> _Written request 1_:
Answer these questions from the PromEx text.
(a) What behaviour does a module need to implement to act as your own PromEx plugin?
(b) Which three ways of getting in touch does the Technical Support section list?
(c) Which plugin is named as the way to collect metrics relevant to Ecto?

> _Reading text_:
— BEGIN —

Be sure to check out the module docs for each plugin that you choose to use to ensure that you are familiar
with all of the options that they provide.

## Technical Support

Is your company using or going to use PromEx in production and you need some help? Perhaps you want to create
some custom Grafana dashboards and PromEx plugins specific to your business KPIs? What ever your observability
needs may be, I can definitely help you and your business out!

Feel free to reach out to me via [Twitter](https://twitter.com/akoutmos), [Elixir Slack](https://elixir-lang.slack.com/archives/D60LPD0N8),
or my consultancy `Contact Us` form:



Technical support

## Adding Your Metrics

While PromEx provides plugins for a lot of the popular community libraries, you can also leverage it to collect
metrics specific to your application. Similarly to how you use the PromEx Ecto plugin to collect metrics
relevant to Ecto, you can write your own plugin to collect metrics specific to your application. In fact, the same
tools that PromEx uses for its plugins are what you should use to create your own application specific plugins.

To write your own PromEx plugin, create a module that implements the `PromEx.Plugin` behaviour and collect the
relevant event/polling/manual metrics. Be sure to check out the 1st party PromEx plugins as a reference for how
plugins are written and how to collect the different types of data points (also checkout the [Writing PromEx Plugins
](https://hexdocs.pm/prom_ex/writing-promex-plugins.html) guide).

— END —

> _Written request 2_: In the rows below, copy out the lines from the one containing "As a warehouse robot's perception module, locate green shrub" through the one containing "409,267,436,296", inclusive.

> _Records supplied_:
— BEGIN —

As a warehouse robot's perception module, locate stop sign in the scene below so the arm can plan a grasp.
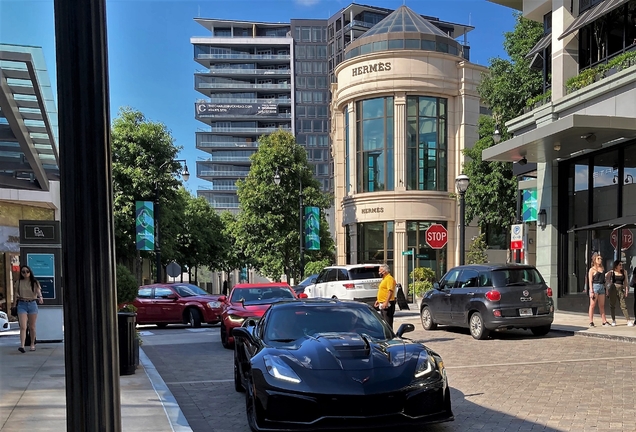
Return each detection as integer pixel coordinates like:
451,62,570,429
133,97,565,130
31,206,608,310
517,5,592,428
610,228,634,250
426,224,448,249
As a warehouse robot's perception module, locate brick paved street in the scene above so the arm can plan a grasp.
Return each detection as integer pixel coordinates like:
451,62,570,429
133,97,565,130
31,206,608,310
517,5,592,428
143,318,636,432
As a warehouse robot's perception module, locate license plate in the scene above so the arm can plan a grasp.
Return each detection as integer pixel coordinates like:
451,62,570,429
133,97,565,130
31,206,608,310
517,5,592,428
519,308,532,316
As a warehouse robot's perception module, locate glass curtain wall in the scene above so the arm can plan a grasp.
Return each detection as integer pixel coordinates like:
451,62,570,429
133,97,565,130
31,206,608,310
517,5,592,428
406,96,448,191
356,97,394,192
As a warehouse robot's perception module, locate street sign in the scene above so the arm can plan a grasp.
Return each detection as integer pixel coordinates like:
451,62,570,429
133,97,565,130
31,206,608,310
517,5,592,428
510,224,523,250
426,224,448,249
610,228,634,250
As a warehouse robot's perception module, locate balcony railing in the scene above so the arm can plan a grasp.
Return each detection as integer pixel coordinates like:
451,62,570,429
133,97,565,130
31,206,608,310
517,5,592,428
197,69,291,75
197,82,291,90
197,54,291,60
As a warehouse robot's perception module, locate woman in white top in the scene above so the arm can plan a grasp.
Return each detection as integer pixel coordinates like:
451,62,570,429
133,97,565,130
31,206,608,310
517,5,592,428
13,265,44,353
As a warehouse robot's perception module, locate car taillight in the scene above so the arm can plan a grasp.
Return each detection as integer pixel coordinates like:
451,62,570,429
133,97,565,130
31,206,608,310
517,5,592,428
486,290,501,301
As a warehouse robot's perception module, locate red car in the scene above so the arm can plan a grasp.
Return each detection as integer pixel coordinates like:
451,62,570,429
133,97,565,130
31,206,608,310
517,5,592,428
133,283,222,328
219,282,306,348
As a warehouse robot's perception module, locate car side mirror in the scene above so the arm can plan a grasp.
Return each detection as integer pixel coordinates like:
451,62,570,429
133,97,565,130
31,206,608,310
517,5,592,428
396,323,415,337
231,327,254,343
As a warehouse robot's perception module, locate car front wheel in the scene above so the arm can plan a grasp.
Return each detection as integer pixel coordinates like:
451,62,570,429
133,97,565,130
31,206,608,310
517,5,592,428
468,312,490,340
420,306,437,330
530,324,551,336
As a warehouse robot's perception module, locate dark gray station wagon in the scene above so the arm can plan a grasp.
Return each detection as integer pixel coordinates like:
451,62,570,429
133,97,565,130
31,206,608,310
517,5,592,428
420,264,554,339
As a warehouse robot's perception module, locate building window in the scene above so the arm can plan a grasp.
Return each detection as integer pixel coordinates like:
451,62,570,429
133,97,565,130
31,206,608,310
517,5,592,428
356,97,393,192
358,221,395,268
406,96,448,191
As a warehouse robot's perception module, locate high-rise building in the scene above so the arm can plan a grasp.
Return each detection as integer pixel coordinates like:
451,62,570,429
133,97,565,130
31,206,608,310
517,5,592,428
191,3,472,216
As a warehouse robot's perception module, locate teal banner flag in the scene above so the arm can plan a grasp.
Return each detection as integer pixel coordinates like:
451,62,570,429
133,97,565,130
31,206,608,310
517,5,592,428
135,201,155,250
305,207,320,250
522,189,537,222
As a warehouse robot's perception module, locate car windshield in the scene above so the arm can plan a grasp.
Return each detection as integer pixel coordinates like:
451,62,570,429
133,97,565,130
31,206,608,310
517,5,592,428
230,287,294,303
492,268,543,287
173,284,210,297
349,266,382,280
265,305,393,342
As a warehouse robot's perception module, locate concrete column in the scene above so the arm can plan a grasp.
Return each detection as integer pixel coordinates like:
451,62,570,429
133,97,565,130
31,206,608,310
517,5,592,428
393,93,406,191
552,0,579,100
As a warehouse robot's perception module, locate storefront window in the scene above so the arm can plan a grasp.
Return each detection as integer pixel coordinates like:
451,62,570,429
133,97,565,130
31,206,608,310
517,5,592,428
358,222,395,267
356,97,394,192
406,221,448,282
406,96,447,191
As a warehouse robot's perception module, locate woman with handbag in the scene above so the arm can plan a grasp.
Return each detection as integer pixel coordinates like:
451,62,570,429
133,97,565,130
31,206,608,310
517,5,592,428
13,265,44,353
605,260,634,327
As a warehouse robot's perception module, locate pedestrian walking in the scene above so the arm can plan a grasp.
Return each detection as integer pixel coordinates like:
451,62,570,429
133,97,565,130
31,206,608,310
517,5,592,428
375,264,395,329
13,265,44,353
587,252,610,327
605,260,634,327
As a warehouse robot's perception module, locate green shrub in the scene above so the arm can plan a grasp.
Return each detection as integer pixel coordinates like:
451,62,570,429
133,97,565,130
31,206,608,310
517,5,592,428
117,264,139,312
409,267,436,296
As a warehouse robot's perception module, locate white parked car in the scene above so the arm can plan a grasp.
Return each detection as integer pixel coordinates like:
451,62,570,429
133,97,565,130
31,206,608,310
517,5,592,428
0,311,10,331
305,264,382,305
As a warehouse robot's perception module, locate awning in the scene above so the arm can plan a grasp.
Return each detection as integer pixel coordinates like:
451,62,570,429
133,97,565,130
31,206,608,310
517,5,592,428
559,0,629,40
568,215,636,233
482,114,636,162
526,33,552,58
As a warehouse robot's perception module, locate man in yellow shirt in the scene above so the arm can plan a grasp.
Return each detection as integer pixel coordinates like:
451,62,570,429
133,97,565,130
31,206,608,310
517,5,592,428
375,264,395,328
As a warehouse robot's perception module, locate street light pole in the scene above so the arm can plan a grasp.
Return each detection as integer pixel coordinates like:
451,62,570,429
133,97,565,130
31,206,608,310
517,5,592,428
154,159,190,283
455,173,470,265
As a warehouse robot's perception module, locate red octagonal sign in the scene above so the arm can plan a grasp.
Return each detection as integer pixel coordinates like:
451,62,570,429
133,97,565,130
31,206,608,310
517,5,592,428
426,224,448,249
610,228,634,250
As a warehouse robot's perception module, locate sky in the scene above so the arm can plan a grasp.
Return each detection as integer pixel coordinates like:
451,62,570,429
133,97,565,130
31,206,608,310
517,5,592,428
0,0,514,193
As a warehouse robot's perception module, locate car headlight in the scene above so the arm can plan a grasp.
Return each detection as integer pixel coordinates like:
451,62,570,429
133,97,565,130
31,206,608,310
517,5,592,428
415,351,435,378
263,355,300,384
227,315,245,324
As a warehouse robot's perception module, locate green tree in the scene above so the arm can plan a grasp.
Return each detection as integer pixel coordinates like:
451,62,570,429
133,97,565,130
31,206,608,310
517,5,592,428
235,130,333,280
464,13,543,230
111,107,185,268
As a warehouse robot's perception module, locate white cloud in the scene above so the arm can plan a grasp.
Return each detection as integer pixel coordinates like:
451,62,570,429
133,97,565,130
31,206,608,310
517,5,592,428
294,0,320,6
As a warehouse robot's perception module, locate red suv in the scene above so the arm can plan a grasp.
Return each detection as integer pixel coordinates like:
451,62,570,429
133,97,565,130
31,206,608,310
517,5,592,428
219,282,306,348
133,283,222,328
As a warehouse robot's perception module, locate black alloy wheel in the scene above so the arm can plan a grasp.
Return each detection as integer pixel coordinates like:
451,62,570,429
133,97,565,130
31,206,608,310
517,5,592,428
189,308,201,328
420,306,437,330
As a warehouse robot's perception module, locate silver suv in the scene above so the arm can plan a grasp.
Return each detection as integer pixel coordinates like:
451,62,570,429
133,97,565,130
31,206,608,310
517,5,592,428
305,264,382,305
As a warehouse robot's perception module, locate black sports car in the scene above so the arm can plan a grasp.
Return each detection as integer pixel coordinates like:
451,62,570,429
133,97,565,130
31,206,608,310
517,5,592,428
232,299,453,431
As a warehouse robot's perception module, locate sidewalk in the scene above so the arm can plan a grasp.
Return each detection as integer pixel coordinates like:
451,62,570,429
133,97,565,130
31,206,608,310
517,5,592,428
0,331,192,432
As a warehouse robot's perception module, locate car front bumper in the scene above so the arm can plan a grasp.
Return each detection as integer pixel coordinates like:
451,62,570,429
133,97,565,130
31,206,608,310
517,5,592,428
252,379,454,431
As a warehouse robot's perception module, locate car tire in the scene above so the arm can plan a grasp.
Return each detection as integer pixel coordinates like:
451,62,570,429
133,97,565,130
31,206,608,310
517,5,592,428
188,308,201,328
245,380,261,432
530,324,552,336
234,354,245,393
221,323,233,349
420,306,437,330
468,312,490,340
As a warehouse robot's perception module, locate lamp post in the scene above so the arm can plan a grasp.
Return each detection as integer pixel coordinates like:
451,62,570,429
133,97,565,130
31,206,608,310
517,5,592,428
455,173,470,265
155,159,190,283
274,168,305,280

— END —

> _Complete response 1_:
(a) The `PromEx.Plugin` behaviour.
(b) Twitter, Elixir Slack, and the consultancy `Contact Us` form.
(c) The PromEx Ecto plugin.

> _Complete response 2_:
As a warehouse robot's perception module, locate green shrub in the scene above so the arm can plan a grasp.
Return each detection as integer pixel coordinates like:
451,62,570,429
133,97,565,130
31,206,608,310
517,5,592,428
117,264,139,312
409,267,436,296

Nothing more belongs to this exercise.